**WHAT IS NEEDED**: Only one stretch of the data below is wanted: the lines from the one with "shaped like <point>756,129</point>." through the one with "A single point marks each instance of the man's torso, shaped", repeated exactly.
☆ ☆ ☆ ☆ ☆
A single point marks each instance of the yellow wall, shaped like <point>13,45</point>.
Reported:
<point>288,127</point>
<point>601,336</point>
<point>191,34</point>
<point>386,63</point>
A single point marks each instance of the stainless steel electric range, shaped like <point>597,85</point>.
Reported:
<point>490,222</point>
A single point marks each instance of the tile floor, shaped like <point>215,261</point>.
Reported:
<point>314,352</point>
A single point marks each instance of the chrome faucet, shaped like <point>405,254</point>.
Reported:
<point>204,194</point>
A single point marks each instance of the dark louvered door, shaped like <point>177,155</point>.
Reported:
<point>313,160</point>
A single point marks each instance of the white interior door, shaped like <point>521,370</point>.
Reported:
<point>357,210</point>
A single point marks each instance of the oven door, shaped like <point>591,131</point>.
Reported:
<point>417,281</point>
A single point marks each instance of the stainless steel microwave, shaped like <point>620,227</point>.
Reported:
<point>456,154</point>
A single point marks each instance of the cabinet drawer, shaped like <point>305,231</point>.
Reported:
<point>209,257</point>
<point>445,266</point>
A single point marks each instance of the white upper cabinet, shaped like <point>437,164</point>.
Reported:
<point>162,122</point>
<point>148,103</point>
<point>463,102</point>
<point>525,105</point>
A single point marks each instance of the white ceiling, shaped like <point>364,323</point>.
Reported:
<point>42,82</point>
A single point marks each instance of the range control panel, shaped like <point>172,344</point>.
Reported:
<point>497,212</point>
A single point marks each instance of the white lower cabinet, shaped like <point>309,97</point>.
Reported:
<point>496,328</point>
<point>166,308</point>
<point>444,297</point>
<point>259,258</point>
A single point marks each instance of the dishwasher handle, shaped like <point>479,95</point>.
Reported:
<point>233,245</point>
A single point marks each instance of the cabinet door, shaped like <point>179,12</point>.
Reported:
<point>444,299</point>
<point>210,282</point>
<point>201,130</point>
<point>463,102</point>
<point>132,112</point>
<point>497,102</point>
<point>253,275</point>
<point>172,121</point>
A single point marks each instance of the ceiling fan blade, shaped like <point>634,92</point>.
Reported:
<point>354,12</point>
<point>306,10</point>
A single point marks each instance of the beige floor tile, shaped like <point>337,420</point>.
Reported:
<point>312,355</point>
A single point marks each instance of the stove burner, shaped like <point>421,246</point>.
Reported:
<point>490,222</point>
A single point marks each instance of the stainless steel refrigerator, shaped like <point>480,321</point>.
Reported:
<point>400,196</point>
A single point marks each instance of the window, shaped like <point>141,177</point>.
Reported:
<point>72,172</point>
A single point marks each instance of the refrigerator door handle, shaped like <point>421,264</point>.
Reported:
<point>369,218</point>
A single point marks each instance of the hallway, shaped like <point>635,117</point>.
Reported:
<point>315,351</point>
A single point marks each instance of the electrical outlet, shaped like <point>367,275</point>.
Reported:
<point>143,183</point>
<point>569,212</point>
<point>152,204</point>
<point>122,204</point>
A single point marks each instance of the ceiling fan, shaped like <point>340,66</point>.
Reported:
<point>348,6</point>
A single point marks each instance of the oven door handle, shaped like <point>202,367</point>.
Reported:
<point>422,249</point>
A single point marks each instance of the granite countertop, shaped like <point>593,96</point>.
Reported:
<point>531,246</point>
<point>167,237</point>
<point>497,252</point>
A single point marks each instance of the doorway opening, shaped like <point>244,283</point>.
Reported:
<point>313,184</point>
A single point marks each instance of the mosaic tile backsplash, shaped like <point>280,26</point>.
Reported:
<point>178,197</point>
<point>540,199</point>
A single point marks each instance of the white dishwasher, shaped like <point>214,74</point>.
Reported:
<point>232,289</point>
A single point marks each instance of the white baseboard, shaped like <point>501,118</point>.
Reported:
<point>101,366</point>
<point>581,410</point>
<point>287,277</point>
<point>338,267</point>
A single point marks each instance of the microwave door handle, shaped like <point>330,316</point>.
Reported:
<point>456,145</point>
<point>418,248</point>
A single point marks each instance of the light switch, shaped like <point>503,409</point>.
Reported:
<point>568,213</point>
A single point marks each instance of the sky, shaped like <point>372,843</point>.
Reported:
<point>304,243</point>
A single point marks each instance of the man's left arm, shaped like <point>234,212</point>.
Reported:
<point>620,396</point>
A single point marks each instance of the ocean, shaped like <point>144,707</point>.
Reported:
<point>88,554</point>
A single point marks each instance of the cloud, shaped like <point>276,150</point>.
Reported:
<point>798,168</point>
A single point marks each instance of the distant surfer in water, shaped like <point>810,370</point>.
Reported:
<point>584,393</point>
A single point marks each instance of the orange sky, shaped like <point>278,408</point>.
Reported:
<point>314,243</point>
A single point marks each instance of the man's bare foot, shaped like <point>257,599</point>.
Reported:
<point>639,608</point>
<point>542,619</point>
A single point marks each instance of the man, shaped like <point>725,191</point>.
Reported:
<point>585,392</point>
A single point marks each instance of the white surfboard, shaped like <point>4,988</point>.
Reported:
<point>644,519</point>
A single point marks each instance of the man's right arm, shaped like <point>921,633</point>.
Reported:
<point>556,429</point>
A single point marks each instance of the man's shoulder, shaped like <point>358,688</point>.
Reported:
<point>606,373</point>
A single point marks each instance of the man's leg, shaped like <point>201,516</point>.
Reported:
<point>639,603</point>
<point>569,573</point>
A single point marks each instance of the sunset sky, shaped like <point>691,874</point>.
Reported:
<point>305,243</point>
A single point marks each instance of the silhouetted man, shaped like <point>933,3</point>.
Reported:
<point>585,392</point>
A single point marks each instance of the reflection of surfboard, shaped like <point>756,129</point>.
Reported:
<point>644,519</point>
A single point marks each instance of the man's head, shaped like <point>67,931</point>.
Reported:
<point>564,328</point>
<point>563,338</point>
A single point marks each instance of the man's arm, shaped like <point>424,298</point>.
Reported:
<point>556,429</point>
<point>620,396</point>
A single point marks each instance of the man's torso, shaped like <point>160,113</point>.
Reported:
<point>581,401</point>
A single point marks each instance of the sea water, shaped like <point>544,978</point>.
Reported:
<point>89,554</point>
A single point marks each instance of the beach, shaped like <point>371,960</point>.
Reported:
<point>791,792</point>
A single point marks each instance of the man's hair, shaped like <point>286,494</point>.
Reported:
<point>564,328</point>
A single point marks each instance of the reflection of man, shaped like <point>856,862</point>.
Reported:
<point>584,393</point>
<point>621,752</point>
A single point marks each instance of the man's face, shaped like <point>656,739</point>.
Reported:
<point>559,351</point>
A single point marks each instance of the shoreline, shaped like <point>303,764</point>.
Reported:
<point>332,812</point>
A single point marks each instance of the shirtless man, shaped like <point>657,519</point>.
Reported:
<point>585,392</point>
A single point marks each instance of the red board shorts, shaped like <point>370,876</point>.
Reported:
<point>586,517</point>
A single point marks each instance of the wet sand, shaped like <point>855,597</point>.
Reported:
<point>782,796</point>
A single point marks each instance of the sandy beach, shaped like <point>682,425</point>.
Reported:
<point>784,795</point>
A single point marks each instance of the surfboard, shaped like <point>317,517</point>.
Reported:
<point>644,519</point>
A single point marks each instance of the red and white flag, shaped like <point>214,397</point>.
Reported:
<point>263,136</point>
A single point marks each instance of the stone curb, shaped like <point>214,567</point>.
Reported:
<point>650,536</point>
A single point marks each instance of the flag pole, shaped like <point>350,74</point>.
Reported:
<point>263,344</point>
☆ ☆ ☆ ☆ ☆
**FINAL ANSWER**:
A single point marks each instance of the reflection of surfboard, shaped like <point>756,129</point>.
Reported:
<point>644,519</point>
A single point marks each instance of the man's head, shaped like <point>67,931</point>.
Reported:
<point>564,328</point>
<point>563,338</point>
A single point marks each instance of the man's arm, shaped like <point>424,298</point>.
Reported:
<point>556,429</point>
<point>620,396</point>
A single point marks each instance of the man's torso, shaped like <point>160,113</point>.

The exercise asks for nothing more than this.